** begin **

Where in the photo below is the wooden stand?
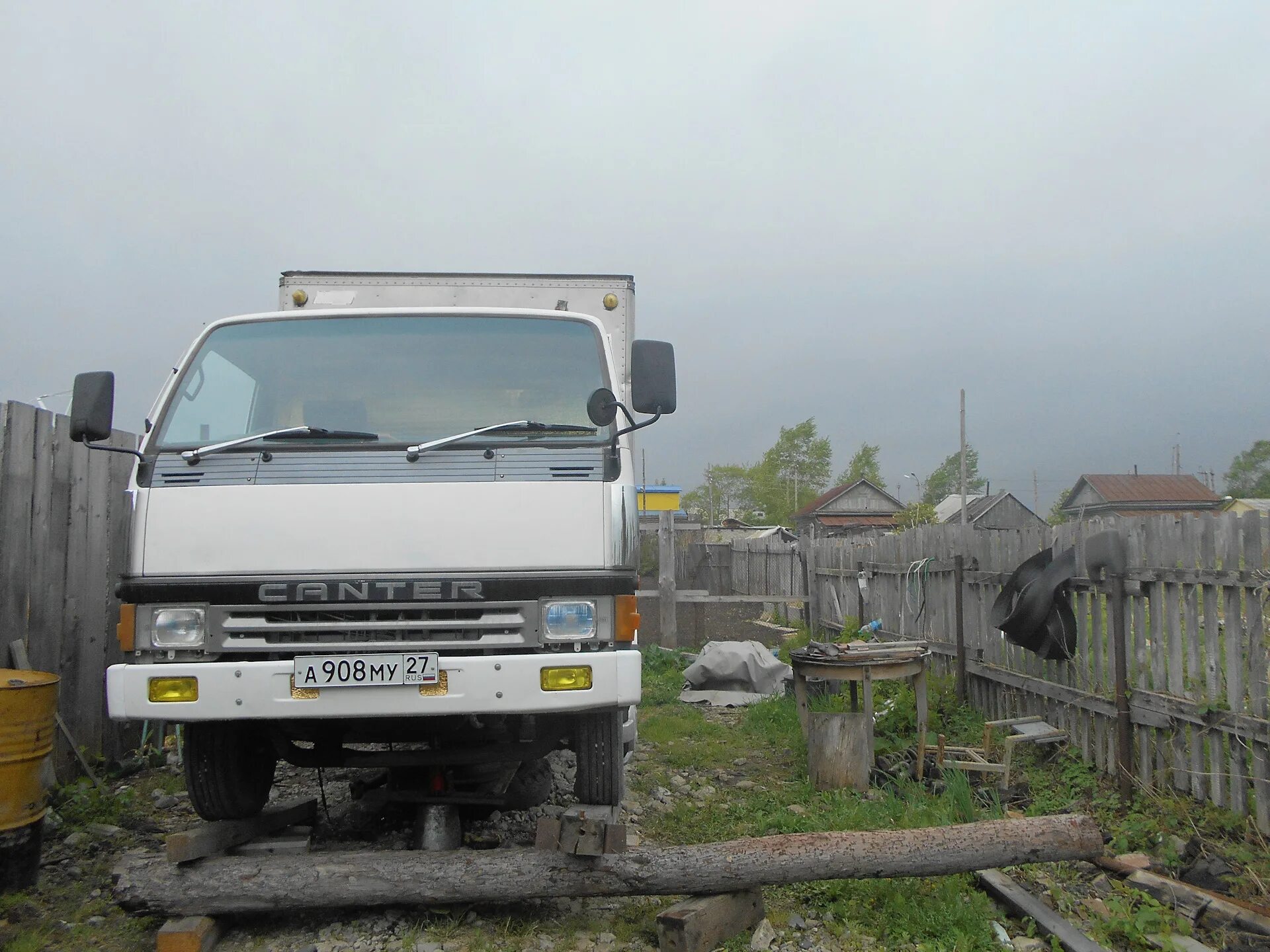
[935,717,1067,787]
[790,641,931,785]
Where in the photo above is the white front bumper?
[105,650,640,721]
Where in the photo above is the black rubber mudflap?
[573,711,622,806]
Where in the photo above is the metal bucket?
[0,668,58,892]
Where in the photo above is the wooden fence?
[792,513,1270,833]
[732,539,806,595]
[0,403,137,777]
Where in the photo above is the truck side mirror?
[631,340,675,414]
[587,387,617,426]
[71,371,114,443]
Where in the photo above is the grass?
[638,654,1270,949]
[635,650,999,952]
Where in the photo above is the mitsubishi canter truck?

** end **
** begin **

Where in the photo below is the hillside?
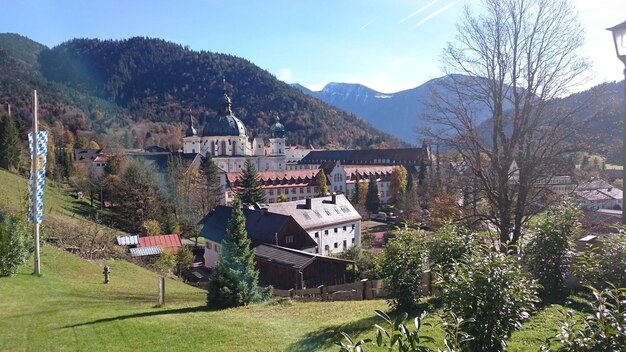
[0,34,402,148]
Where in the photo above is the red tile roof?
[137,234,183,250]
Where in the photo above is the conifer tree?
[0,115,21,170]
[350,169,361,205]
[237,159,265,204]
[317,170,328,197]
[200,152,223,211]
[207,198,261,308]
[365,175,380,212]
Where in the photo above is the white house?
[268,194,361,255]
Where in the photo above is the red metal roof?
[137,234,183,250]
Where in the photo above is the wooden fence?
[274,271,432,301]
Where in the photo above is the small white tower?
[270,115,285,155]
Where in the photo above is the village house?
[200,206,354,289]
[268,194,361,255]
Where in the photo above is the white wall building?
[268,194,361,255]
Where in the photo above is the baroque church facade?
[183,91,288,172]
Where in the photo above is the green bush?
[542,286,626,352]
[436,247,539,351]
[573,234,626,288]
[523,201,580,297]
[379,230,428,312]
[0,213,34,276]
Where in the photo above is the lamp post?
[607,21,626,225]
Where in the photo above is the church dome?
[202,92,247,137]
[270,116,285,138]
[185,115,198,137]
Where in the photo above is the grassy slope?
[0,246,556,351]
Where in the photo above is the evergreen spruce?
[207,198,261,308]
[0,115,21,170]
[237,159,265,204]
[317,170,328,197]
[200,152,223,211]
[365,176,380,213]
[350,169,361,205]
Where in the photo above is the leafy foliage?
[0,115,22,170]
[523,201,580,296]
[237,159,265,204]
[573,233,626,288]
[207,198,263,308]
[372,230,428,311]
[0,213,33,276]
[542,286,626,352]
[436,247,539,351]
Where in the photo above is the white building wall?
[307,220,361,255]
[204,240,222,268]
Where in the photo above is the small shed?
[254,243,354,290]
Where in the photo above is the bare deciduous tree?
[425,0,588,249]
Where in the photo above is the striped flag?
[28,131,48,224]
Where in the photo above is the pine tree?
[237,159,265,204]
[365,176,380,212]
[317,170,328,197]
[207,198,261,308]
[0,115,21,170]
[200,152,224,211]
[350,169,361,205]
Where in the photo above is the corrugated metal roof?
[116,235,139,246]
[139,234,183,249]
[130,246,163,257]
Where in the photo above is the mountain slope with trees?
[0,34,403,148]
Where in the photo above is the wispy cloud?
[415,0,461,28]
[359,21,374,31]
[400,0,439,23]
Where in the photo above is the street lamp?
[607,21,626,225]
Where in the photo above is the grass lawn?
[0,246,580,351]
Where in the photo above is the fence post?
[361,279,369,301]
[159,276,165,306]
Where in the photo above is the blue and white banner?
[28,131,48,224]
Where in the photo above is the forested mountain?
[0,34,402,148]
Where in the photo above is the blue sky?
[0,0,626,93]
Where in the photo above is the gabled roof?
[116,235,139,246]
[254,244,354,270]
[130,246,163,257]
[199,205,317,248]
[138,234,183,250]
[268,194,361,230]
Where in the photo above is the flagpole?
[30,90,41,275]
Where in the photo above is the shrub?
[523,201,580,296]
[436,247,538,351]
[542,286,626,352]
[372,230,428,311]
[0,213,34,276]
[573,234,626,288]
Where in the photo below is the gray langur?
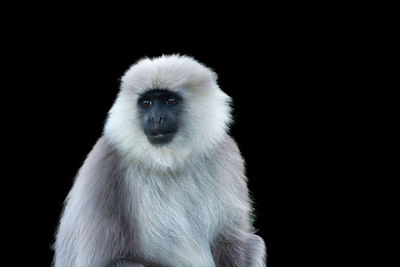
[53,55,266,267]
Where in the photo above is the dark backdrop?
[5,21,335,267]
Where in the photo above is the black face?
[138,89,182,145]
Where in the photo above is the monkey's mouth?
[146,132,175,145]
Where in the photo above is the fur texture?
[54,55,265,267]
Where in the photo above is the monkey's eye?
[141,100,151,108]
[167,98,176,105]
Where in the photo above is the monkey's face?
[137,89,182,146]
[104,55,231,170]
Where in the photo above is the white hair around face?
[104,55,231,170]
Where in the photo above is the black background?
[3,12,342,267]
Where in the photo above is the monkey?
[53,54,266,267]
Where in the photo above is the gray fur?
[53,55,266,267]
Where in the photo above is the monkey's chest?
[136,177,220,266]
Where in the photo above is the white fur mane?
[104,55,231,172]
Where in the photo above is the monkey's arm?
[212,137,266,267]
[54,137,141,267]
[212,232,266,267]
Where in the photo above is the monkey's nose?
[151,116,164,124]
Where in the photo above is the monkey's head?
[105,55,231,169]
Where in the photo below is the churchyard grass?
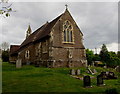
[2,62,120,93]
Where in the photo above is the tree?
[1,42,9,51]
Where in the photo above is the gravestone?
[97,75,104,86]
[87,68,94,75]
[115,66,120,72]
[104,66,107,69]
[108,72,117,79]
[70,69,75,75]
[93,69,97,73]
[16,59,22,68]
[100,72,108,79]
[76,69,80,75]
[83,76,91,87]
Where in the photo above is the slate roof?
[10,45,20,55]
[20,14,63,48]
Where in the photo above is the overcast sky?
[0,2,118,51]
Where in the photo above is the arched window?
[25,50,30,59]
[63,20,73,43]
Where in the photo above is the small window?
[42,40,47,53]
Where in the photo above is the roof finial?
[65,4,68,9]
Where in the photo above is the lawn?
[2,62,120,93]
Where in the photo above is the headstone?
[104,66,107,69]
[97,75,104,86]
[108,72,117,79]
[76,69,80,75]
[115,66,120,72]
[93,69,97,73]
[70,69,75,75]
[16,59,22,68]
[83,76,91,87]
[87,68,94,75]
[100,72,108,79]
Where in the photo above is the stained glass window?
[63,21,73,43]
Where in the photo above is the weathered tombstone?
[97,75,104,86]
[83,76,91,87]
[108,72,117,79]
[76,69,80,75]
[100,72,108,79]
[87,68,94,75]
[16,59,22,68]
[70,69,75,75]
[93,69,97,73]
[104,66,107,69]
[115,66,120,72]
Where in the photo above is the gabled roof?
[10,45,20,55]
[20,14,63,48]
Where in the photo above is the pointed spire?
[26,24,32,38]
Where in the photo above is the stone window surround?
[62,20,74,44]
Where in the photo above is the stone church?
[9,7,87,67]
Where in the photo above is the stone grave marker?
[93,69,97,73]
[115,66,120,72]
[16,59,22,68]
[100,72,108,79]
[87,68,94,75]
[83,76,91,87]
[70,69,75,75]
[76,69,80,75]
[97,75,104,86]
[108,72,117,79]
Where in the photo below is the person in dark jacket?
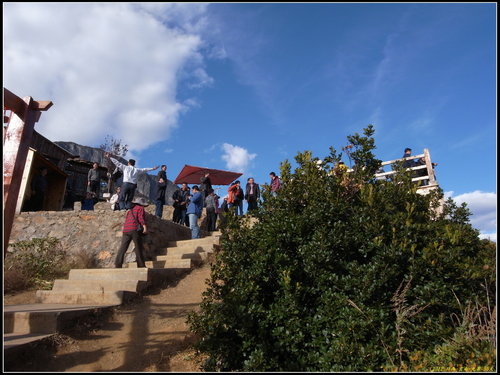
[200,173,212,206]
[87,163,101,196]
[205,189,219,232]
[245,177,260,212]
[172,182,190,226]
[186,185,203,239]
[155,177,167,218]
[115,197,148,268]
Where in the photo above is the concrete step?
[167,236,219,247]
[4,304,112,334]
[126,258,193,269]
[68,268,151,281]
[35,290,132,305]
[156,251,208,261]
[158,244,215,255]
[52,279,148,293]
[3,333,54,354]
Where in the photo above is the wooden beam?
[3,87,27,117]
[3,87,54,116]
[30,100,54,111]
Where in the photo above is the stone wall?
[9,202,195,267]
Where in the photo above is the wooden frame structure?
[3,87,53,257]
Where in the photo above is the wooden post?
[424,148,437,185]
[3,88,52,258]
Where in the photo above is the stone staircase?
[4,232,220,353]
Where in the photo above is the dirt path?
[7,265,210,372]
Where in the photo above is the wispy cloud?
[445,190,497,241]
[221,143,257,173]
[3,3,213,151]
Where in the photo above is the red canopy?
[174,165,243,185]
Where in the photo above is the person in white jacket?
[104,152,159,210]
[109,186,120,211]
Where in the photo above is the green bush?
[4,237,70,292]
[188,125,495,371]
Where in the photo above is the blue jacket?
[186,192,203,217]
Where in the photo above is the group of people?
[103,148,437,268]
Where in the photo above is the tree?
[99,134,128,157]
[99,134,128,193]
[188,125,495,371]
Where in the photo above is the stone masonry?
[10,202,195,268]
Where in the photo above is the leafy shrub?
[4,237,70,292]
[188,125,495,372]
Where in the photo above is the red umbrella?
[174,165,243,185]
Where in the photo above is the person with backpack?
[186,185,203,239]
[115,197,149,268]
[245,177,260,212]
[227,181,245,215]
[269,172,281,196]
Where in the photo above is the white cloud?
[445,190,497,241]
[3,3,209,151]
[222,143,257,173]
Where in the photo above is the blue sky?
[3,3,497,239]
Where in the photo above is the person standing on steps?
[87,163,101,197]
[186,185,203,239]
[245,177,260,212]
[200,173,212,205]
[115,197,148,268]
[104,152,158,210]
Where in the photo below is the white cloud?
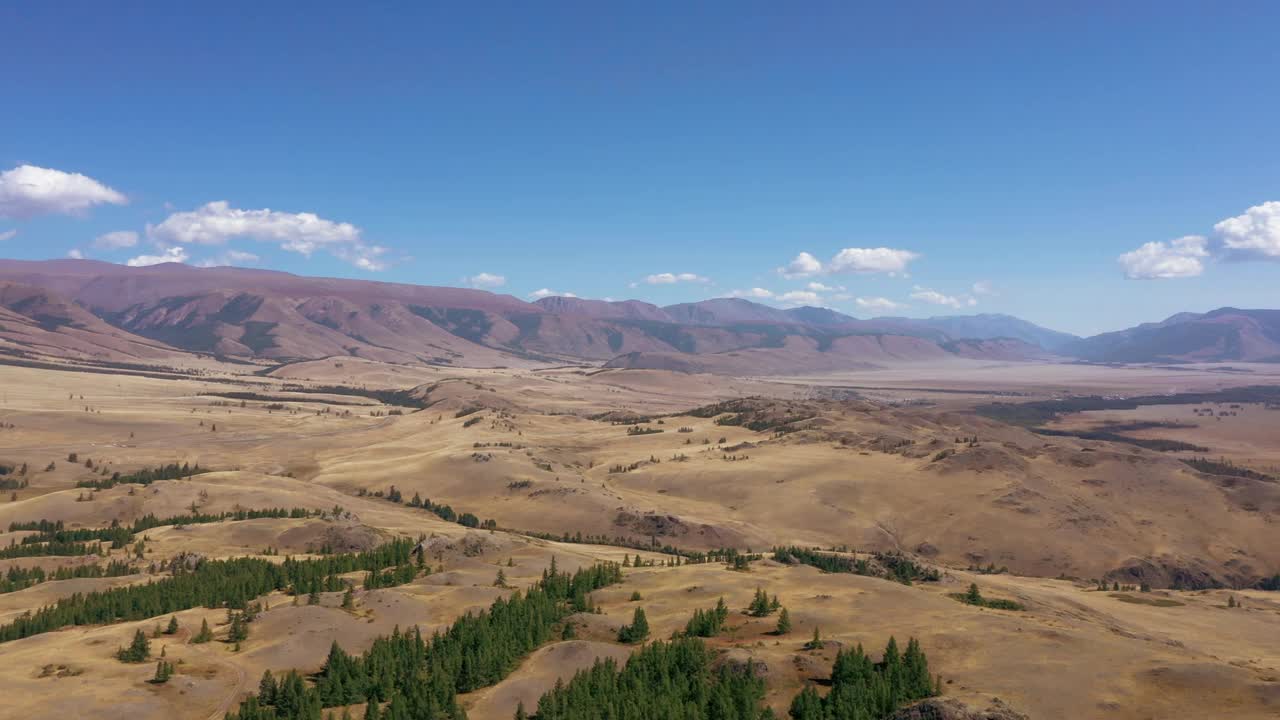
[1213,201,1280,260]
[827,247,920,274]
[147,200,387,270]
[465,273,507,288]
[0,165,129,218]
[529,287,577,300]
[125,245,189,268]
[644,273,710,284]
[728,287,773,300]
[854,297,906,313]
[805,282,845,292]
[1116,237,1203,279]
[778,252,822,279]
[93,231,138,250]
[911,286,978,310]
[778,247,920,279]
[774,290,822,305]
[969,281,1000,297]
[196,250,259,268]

** end **

- [Goal]:
Copy everything from the line containing "Where in the photo above is the grass?" down to the line containing "Where in the photo above is the mitsubishi", repeating those lines as they appear.

- [Response to this exercise]:
Where in the photo above is the grass?
[638,654,1270,949]
[635,650,999,952]
Where in the photo above is the mitsubishi canter truck?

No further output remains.